→ Excerpt to read:
MELUN, France (Reuters) – France is not planning to put the Paris region into lockdown even though the number of people with COVID-19 in intensive care is at its highest since November, public health director Jerome Salomon said on Tuesday.
Medical authorities in the Paris region, which accounts for about one-sixth of France’s population, ordered hospitals on Monday to cancel 40% of their regular activities to make space for critical COVID-19 patients.
But Salomon told RTL radio: “A lockdown in the greater Paris region is not on the agenda.”
“Lockdown is a last resort measure that would be submitted to the government and the president if we were under the impression the hospital system could not cope,” he said.
The number of people treated in intensive care units for COVID-19 in France reached a 14-1/2-week-high on Monday at 3,849. The figure was almost 1,000 for the Paris region.
At Melun Hospital Centre, about 50 km (31 miles) southeast of Paris, staff said they were at full stretch trying to monitor all the COVID-19 patients in the intensive care unit.

→ Work instruction 1: Decide whether each statement agrees with the report on COVID-19 in France, and answer yes or no with the words of the report that settle it. (a) Hospitals in the Paris region were ordered to cancel 40% of their regular activities. (b) Salomon said a lockdown in the greater Paris region is being planned. (c) Melun Hospital Centre lies about 50 km northwest of Paris.
→ Work instruction 2: Extend the report on COVID-19 in France, beginning right after its final sentence.

→ Material provided:
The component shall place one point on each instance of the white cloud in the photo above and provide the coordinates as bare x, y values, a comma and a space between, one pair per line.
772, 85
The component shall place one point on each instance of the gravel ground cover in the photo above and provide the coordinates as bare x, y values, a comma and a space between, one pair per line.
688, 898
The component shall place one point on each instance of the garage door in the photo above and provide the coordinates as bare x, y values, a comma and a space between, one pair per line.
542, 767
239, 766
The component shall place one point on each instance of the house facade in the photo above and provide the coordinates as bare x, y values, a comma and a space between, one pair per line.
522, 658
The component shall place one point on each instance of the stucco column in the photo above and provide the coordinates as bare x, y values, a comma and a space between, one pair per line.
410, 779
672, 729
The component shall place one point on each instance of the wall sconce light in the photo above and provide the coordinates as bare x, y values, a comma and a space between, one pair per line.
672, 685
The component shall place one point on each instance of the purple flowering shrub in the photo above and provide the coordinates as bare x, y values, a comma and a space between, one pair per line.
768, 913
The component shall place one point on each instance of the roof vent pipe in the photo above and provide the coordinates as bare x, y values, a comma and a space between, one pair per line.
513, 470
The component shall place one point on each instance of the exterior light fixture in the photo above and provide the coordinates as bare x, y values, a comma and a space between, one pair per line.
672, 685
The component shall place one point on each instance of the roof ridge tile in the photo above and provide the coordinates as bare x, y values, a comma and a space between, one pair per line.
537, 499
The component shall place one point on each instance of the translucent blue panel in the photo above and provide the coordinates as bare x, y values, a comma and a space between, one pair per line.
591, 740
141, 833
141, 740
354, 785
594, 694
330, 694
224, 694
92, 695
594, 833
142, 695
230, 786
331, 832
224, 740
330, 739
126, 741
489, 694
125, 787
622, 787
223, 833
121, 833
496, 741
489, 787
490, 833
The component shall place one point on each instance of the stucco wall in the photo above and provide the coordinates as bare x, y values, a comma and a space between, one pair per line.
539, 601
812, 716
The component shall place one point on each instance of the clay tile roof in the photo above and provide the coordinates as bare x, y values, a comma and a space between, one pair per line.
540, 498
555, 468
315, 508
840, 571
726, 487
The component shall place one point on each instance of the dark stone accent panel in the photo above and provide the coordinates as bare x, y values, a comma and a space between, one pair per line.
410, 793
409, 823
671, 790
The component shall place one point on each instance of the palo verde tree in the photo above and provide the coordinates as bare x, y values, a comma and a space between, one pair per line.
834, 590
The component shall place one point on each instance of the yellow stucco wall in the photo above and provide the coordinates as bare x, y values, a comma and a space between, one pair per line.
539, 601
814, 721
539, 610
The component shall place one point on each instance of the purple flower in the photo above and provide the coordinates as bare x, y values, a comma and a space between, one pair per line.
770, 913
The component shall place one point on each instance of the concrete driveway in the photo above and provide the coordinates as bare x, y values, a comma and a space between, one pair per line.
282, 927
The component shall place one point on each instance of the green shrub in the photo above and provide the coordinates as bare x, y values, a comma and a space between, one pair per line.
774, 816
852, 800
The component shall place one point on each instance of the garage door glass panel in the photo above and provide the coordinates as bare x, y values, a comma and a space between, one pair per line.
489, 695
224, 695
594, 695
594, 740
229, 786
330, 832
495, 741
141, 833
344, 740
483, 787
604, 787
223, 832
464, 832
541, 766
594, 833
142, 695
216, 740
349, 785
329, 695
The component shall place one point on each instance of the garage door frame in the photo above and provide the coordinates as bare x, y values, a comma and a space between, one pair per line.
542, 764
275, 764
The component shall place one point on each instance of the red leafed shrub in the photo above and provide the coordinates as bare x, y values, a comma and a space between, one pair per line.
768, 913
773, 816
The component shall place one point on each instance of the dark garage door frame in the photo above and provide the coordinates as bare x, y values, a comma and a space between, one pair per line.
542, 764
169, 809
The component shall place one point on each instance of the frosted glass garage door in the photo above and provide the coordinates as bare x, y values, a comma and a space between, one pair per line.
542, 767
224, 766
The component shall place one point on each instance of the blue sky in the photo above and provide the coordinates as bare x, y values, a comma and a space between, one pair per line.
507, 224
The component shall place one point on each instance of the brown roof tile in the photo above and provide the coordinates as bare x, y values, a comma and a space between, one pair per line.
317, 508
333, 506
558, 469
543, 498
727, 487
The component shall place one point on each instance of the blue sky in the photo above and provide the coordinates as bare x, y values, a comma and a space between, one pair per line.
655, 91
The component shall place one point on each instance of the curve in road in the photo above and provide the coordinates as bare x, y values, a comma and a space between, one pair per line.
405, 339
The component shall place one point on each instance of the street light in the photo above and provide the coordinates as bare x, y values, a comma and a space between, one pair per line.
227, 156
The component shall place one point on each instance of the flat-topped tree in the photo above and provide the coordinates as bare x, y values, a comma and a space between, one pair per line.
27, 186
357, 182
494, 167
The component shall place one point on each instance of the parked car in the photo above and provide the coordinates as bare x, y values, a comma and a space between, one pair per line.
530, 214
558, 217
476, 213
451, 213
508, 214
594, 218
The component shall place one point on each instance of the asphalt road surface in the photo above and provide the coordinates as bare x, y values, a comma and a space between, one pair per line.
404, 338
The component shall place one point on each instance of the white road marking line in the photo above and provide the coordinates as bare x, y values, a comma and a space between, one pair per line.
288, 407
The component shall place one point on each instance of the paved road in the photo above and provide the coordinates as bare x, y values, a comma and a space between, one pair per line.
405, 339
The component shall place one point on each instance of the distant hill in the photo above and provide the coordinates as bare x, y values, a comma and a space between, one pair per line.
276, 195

→ Written reply 1:
(a) Yes: "ordered hospitals on Monday to cancel 40% of their regular activities to make space for critical COVID-19 patients."
(b) No: "A lockdown in the greater Paris region is not on the agenda."
(c) No: "about 50 km (31 miles) southeast of Paris."

→ Written reply 2:
“With intensive care beds, in our region, and in certain other regions, we’re starting to be close to capacity,” said Dr. Moncef Monchi, head of the intensive care unit.
In one of the intensive care bays at the hospital on Monday, Dr Esther Mbakallu was intubating a patient under sedation — inserting a breathing tube that will pump extra oxygen into his airway. She said his condition had worsened so he needed mechanical help to breathe.
“He was scared,” she said of the patient before he was sedated to have the tube inserted. “There are rumours going around that patients who are intubated die, so he had that apprehension. I reassured him.”